#### [Your assignment]
In the records below, begin at the line that has "box: [450, 65, 509, 187]" and stop after the line that has "rough mask: <svg"; quote those lines verbatim and nothing more.

--- START ---

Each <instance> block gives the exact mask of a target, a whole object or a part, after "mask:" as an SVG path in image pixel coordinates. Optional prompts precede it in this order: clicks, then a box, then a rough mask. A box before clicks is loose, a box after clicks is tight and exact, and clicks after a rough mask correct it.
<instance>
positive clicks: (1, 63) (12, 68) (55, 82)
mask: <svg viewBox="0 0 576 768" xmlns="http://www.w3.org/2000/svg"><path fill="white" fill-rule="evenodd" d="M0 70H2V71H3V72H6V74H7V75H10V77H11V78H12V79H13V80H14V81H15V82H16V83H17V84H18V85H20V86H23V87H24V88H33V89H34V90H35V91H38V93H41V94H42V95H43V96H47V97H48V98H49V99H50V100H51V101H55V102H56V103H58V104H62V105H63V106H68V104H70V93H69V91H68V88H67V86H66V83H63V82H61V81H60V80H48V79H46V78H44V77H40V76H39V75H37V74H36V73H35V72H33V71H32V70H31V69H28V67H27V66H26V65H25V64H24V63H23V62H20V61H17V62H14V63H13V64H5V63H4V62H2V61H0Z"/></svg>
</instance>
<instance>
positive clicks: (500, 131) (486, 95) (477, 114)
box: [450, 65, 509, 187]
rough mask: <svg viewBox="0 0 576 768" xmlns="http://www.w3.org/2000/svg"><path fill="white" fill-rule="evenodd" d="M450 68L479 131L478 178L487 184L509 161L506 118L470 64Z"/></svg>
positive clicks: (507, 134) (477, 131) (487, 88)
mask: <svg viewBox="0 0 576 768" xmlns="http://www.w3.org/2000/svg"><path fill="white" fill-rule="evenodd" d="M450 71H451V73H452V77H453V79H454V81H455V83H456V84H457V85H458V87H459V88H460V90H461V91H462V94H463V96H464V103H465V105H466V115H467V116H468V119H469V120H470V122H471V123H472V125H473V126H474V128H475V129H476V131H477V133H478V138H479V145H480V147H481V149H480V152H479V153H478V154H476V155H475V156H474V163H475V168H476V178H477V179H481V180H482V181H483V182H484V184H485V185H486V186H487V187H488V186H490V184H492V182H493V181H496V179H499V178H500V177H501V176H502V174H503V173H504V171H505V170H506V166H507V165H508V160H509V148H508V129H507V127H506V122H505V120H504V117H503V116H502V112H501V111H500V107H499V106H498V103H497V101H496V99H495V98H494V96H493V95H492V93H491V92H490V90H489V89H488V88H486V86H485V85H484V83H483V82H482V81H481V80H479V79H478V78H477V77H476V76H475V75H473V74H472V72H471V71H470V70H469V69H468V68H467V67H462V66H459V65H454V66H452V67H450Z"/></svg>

--- END ---

#### [Result]
box: [450, 65, 509, 187]
rough mask: <svg viewBox="0 0 576 768" xmlns="http://www.w3.org/2000/svg"><path fill="white" fill-rule="evenodd" d="M450 68L479 131L478 178L487 184L509 161L506 118L470 64Z"/></svg>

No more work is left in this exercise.